**REQUIRED TASK 1:** Duplicate the part of the workout forum thread that runs from "## Squaggleboggin (Nov" to "looking to argue*?".

**SUPPLIED TEXT:**
Squaggleboggin said:
			
		

> Nope.
> 
> 
> I assure you I wasn't confused.
> ...



Your a smartass ha!  I do 1 1/4 squats sometimes, those are partial rep.  Not necissarily like 21's, but you seem to be missing the point, or just looking to argue?


----------



## CowPimp (Nov 24, 2005)

shm353 said:
			
		

> Monday
> Chest Shoulders Tri's
> Dips 3x12
> DB military press 3x12
> ...



Looks just fine to me.  Reasonable on the volume and sticking to basic compound movements.




> Wednesday
> Back, Lats, Biceps
> WG Pulldowns 4x12
> Bent Over rows 3x12
> ...



Stick to the cable rows and do the SLDLs on leg day if you want to do them.  Looks pretty good though.  Once again, you stick to the basics.




> Friday
> Legs
> warm up lunges 3x12
> squats 12-10-8-6-4
> ...



The only thing I might do is add a movement to train hip extension a little more: deadlifts, good mornings, etc.  I know you said you have bad disks, but try and find a movement you can do without pain if at all possible.


----------



## Squaggleboggin (Nov 24, 2005)

PreMier said:
			
		

> *Your a smartass ha!*  I do 1 1/4 squats sometimes, those are partial rep.  Not necissarily like 21's, but you seem to be missing the point, or *just looking to argue*?


 Right. Right again.

 Sometimes I just feel like being a little more me and a little less Squaggleboggin.


----------

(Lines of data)
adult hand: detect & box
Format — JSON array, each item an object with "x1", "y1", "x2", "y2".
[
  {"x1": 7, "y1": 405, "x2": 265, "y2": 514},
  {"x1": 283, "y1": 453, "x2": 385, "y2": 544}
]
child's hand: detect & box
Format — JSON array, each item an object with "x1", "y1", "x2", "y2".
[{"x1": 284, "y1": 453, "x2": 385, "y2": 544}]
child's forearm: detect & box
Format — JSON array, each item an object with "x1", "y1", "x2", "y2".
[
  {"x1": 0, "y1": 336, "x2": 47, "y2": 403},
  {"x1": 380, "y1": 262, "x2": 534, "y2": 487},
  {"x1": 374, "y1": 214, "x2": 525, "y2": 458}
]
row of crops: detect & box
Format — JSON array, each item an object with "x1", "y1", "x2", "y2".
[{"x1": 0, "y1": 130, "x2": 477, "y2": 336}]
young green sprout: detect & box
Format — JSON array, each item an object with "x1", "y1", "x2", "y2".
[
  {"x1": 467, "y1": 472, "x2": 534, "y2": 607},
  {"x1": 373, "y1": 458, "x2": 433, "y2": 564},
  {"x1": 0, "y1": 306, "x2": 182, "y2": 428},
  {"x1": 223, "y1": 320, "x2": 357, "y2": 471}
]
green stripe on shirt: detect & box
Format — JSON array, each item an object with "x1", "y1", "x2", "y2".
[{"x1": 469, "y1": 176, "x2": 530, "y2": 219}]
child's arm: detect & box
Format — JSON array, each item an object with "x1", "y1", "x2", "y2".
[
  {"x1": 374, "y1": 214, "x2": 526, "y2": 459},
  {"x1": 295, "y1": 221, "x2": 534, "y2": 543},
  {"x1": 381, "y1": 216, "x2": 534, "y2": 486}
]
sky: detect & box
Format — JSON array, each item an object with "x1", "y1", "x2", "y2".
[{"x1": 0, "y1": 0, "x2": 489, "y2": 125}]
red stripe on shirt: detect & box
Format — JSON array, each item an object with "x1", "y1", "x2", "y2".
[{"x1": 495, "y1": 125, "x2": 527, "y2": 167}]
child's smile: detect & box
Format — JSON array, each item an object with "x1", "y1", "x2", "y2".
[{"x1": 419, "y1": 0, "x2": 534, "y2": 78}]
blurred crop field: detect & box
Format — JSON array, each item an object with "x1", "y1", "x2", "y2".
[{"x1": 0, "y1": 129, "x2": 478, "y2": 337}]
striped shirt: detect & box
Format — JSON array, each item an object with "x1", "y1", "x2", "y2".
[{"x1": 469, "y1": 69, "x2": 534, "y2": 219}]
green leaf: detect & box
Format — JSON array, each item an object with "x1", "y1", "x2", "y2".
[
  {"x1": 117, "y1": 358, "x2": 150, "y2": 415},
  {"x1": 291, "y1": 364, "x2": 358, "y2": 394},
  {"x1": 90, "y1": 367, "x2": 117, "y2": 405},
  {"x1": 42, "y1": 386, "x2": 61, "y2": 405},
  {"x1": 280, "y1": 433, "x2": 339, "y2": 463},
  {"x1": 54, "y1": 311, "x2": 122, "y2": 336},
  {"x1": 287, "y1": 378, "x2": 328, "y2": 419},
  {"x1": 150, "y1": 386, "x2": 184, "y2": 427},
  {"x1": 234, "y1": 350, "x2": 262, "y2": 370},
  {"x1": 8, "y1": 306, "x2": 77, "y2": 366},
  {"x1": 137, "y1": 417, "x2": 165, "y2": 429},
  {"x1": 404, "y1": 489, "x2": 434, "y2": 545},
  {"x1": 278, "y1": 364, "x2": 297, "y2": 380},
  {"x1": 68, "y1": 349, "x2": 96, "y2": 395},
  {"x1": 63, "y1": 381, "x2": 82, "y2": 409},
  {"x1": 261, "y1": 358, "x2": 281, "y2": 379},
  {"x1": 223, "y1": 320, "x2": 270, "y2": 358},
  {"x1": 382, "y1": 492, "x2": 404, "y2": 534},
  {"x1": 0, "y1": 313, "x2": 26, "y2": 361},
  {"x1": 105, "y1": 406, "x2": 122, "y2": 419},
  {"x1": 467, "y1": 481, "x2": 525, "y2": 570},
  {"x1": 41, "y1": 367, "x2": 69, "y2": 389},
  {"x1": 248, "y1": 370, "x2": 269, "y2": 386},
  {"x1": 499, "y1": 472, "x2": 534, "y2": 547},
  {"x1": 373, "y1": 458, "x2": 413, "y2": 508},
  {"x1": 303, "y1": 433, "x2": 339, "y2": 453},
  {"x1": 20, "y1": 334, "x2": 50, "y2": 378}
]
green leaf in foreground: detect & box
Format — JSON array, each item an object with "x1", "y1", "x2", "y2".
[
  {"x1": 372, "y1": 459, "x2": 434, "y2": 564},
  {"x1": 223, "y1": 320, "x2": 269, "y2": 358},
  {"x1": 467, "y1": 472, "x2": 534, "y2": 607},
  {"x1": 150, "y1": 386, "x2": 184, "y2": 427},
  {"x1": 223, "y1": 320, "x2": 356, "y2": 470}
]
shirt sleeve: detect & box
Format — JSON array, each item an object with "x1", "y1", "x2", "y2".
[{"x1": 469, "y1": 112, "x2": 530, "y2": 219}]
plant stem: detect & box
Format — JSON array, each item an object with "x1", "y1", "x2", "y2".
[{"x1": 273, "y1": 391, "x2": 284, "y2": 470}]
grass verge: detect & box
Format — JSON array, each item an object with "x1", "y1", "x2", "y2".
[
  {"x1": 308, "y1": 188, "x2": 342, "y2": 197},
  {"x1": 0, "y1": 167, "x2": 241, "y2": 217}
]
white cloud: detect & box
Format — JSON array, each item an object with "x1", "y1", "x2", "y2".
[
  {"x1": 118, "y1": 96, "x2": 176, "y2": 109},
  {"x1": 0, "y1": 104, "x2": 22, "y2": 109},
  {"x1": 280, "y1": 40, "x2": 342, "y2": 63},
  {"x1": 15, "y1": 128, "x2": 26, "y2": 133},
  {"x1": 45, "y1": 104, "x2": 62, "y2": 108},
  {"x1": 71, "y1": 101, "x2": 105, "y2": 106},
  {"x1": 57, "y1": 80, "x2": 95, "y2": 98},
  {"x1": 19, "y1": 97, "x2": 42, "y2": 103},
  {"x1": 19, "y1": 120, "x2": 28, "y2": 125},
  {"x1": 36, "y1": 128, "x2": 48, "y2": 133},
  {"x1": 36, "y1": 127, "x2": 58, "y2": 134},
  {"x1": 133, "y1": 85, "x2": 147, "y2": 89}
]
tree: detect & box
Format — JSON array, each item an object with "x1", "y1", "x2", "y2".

**REQUIRED TASK 2:** Rewrite only the lines of the listing from the line with "tree: detect & box" through the end of the listing, switching "tree" to "shrub" and keeping everything else the same.

**COMPLETE RESPONSE 1:**
## Squaggleboggin (Nov 24, 2005)

PreMier said:
			
		

> *Your a smartass ha!*  I do 1 1/4 squats sometimes, those are partial rep.  Not necissarily like 21's, but you seem to be missing the point, or *just looking to argue*?

**COMPLETE RESPONSE 2:**
shrub: detect & box
Format — JSON array, each item an object with "x1", "y1", "x2", "y2".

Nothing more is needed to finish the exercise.